Aim: Please quote every line word for word.

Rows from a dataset

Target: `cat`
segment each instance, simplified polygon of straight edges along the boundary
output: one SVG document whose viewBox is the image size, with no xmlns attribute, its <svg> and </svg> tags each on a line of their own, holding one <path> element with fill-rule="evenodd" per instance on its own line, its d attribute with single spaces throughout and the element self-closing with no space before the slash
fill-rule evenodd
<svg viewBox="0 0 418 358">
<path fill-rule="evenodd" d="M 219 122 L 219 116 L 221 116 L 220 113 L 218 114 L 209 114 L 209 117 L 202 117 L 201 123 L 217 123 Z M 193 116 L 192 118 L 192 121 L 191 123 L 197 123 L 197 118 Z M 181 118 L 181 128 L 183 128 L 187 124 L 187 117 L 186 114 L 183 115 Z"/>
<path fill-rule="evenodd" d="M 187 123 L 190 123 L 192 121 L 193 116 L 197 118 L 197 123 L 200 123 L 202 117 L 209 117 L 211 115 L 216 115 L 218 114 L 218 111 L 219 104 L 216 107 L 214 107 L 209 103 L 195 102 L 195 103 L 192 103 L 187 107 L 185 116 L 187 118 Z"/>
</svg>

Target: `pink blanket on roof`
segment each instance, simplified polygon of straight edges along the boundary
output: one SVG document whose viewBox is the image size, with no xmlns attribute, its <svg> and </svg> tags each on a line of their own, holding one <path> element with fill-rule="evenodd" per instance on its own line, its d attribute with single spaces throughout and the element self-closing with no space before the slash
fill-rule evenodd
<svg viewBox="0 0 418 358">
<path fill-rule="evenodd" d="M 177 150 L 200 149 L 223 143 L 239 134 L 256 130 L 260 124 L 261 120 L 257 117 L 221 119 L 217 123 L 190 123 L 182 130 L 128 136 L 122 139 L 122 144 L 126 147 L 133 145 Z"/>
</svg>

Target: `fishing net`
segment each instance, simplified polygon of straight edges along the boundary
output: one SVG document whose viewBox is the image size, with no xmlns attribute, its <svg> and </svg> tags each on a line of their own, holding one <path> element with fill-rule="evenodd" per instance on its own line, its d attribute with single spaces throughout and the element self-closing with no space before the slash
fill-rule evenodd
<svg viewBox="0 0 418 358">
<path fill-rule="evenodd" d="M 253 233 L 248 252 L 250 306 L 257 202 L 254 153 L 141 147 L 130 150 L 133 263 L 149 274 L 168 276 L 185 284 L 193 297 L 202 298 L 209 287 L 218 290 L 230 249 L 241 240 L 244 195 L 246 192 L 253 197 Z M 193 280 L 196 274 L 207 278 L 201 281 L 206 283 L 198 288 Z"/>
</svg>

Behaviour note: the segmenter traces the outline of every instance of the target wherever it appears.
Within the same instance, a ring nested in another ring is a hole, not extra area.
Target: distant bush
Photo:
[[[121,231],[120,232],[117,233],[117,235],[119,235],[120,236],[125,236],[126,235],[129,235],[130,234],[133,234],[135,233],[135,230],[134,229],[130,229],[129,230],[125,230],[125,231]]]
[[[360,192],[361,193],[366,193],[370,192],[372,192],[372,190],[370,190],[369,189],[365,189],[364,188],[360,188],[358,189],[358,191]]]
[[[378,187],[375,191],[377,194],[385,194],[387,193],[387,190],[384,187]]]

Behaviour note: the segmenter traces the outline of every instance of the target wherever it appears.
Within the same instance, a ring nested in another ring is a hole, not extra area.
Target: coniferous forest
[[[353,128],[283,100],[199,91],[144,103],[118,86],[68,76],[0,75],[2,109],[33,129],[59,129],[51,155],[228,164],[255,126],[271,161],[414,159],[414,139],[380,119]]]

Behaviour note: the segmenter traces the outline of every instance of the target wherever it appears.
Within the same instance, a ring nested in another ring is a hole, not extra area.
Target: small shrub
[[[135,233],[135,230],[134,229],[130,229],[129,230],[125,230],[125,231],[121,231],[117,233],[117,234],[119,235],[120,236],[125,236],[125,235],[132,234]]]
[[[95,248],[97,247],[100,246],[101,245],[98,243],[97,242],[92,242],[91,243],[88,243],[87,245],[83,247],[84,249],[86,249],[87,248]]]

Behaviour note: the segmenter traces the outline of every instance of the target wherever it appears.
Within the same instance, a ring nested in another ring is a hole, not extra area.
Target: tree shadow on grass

Answer to the task:
Target: `cat`
segment each instance, simplified polygon of straight edges along the boundary
output: one SVG document whose viewBox is the image size, with no xmlns attribute, its <svg> and </svg> tags each on a line of their own, holding one <path> element with fill-rule="evenodd" per instance on its own line, its d attribute with single spaces throughout and the element self-closing with no space before the slash
fill-rule evenodd
<svg viewBox="0 0 418 358">
<path fill-rule="evenodd" d="M 219 122 L 219 116 L 221 116 L 220 113 L 218 114 L 209 114 L 209 117 L 202 117 L 201 123 L 217 123 Z M 193 116 L 192 118 L 192 121 L 191 123 L 197 123 L 197 118 Z M 181 118 L 181 128 L 183 128 L 187 124 L 187 117 L 186 114 L 183 115 Z"/>
<path fill-rule="evenodd" d="M 187 123 L 190 123 L 192 121 L 193 116 L 197 118 L 197 123 L 200 123 L 202 117 L 209 117 L 211 115 L 216 115 L 218 114 L 218 111 L 219 104 L 216 107 L 214 107 L 209 103 L 195 102 L 195 103 L 192 103 L 187 107 L 185 116 L 187 118 Z"/>
</svg>

Target: `pink blanket on roof`
segment each instance, simplified polygon of straight edges along the boundary
output: one SVG document whose viewBox is the image size, with no xmlns attribute, its <svg> and </svg> tags each on a line of their own, holding one <path> element with fill-rule="evenodd" per instance on its own line, its d attribute with single spaces throughout and the element self-closing with no space before the slash
fill-rule evenodd
<svg viewBox="0 0 418 358">
<path fill-rule="evenodd" d="M 177 150 L 200 149 L 223 143 L 239 134 L 256 130 L 260 124 L 261 120 L 257 117 L 221 119 L 217 123 L 190 123 L 182 130 L 128 136 L 122 139 L 122 144 L 126 147 L 133 145 Z"/>
</svg>

Target: `fishing net`
segment each instance, simplified polygon of straight edges along the boundary
output: one SVG document whose viewBox is the image size, with no xmlns attribute, its <svg> and </svg> tags each on a line of their own, holding one <path> element with fill-rule="evenodd" per instance on its own line, its d attribute with single spaces throughout and the element self-closing with no space before the slash
fill-rule evenodd
<svg viewBox="0 0 418 358">
<path fill-rule="evenodd" d="M 253 233 L 248 252 L 250 306 L 257 202 L 254 153 L 141 147 L 130 150 L 133 263 L 149 274 L 168 276 L 185 284 L 193 297 L 202 298 L 209 287 L 218 290 L 230 249 L 241 240 L 244 195 L 246 192 L 253 197 Z M 193 280 L 196 274 L 207 278 L 201 281 L 206 283 L 198 288 Z"/>
</svg>

Behaviour note: the segmenter traces the outline of every instance of the target wherever it appears.
Within the same instance, a ring nested in another ring is a hole, not extra area.
Target: distant bush
Photo:
[[[121,231],[120,232],[117,233],[117,235],[119,235],[120,236],[125,236],[126,235],[129,235],[130,234],[133,234],[135,233],[135,230],[134,229],[130,229],[129,230],[125,230],[125,231]]]
[[[360,192],[361,193],[366,193],[370,192],[372,192],[372,190],[370,190],[369,189],[365,189],[364,188],[360,188],[358,189],[358,191]]]
[[[378,187],[375,191],[377,194],[385,194],[387,193],[387,190],[384,187]]]

Behaviour note: the segmenter traces the outline of every instance of the target wherever it appears.
Within the same instance, a ring nested in another ring is a hole, not extra area.
Target: coniferous forest
[[[353,128],[283,100],[199,91],[144,103],[118,86],[68,76],[0,75],[2,109],[33,129],[59,129],[51,155],[228,164],[255,126],[271,161],[414,159],[414,139],[380,119]]]

Behaviour note: the segmenter traces the outline of every instance of the target wherever it appears.
Within the same instance, a ring nested in another ring is a hole, not extra area.
Target: small shrub
[[[135,233],[135,230],[134,229],[130,229],[129,230],[125,230],[125,231],[121,231],[117,233],[117,234],[119,235],[120,236],[125,236],[125,235],[132,234]]]
[[[95,248],[97,247],[100,246],[101,245],[98,243],[97,242],[92,242],[91,243],[88,243],[87,245],[83,247],[84,249],[86,249],[87,248]]]

Behaviour note: the segmenter traces the outline of every instance of the target wherever it appears.
Within the same instance, a ring nested in another ring is a hole, not extra area.
Target: tree shadow on grass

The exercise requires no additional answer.